* _What the task asks_
Write out every line of the records below verbatim, keeping each character, space and line break unchanged.

* _Information provided_
§ §

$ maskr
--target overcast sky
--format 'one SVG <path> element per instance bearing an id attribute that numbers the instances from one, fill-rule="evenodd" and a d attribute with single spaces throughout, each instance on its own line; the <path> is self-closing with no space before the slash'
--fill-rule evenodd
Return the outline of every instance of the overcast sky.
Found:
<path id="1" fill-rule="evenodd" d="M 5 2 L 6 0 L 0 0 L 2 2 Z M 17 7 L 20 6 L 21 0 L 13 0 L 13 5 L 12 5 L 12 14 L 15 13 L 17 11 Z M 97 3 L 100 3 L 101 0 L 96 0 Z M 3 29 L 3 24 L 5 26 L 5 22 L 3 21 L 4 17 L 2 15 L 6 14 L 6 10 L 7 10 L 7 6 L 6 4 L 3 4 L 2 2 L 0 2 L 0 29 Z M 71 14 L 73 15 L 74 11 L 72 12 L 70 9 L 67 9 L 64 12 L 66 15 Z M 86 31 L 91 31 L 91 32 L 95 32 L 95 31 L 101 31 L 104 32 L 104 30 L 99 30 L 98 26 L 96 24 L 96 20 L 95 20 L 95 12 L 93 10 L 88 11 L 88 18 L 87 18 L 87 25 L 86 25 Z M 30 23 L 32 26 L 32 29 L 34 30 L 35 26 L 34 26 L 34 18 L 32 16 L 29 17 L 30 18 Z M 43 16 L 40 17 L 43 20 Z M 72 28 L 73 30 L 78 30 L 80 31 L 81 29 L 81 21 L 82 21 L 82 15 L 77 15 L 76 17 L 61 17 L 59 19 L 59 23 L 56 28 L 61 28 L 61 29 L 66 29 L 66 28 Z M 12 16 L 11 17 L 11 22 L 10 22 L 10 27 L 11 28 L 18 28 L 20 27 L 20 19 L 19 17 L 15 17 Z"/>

§ §

* _Reply to the exercise_
$ maskr
--target overcast sky
--format 'one SVG <path> element per instance bearing an id attribute that numbers the instances from one, fill-rule="evenodd" and a d attribute with single spaces throughout, each instance on its own line; the <path> is self-closing with no space before the slash'
--fill-rule evenodd
Return the outline of every instance of the overcast sky.
Found:
<path id="1" fill-rule="evenodd" d="M 5 2 L 6 0 L 0 0 L 2 2 Z M 17 7 L 20 6 L 21 0 L 13 0 L 13 5 L 12 5 L 12 14 L 15 13 L 17 11 Z M 97 3 L 100 3 L 101 0 L 96 0 Z M 3 29 L 3 24 L 5 26 L 5 22 L 3 21 L 4 17 L 2 15 L 6 14 L 6 10 L 7 10 L 7 6 L 6 4 L 3 4 L 2 2 L 0 2 L 0 29 Z M 71 14 L 73 15 L 74 11 L 72 12 L 70 9 L 67 9 L 64 12 L 66 15 Z M 86 31 L 91 31 L 91 32 L 95 32 L 95 31 L 101 31 L 104 32 L 104 30 L 99 30 L 98 26 L 96 24 L 96 20 L 95 20 L 95 12 L 93 10 L 88 11 L 88 18 L 87 18 L 87 25 L 86 25 Z M 30 23 L 32 26 L 32 29 L 34 30 L 35 26 L 34 26 L 34 18 L 32 16 L 29 17 L 30 18 Z M 43 16 L 40 17 L 43 20 Z M 72 28 L 73 30 L 78 30 L 80 31 L 81 29 L 81 21 L 82 21 L 82 15 L 77 15 L 76 17 L 61 17 L 59 19 L 59 23 L 56 28 L 61 28 L 61 29 L 66 29 L 66 28 Z M 12 16 L 11 17 L 11 22 L 10 22 L 10 27 L 11 28 L 18 28 L 20 27 L 20 19 L 19 17 L 15 17 Z"/>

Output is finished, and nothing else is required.